Problem details:
Update the items below so that every "eyeglasses" becomes "spectacles", keeping all other text as it is, and omit the pictures from your answer.

-- Start Extracted records --

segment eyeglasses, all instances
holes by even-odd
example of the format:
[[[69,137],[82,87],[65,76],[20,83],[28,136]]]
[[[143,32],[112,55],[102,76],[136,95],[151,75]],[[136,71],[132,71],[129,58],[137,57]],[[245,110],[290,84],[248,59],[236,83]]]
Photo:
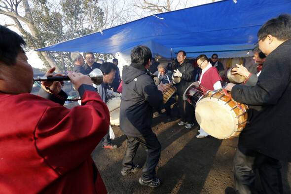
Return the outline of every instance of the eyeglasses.
[[[202,65],[202,63],[204,63],[204,61],[205,61],[205,60],[204,60],[201,63],[199,64],[197,64],[198,65],[198,67],[200,67],[201,66],[201,65]]]
[[[258,46],[258,42],[259,42],[260,40],[262,40],[262,39],[263,38],[264,38],[265,37],[266,37],[266,36],[265,36],[264,37],[262,38],[261,39],[258,39],[258,40],[257,40],[256,42],[255,42],[255,44],[255,44],[255,45],[256,45],[256,46]]]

-- End Extracted records --

Result:
segment spectacles, all instances
holes by even-odd
example of the format:
[[[69,137],[82,87],[65,76],[20,83],[28,136]]]
[[[143,32],[112,55],[102,76],[136,95],[151,75]],[[136,71],[132,71],[129,58],[137,57]],[[245,110],[290,84],[248,59],[236,83]]]
Photo:
Return the outline of every instance of the spectacles.
[[[202,65],[202,63],[204,63],[204,61],[205,61],[205,60],[204,60],[201,63],[199,64],[197,64],[198,65],[198,67],[200,67],[201,66],[201,65]]]
[[[258,46],[258,42],[259,42],[260,40],[262,40],[262,39],[263,38],[264,38],[265,37],[266,37],[266,36],[265,36],[264,37],[262,38],[261,39],[258,39],[258,40],[257,40],[256,42],[255,42],[255,44],[255,44],[255,45],[256,45],[256,46]]]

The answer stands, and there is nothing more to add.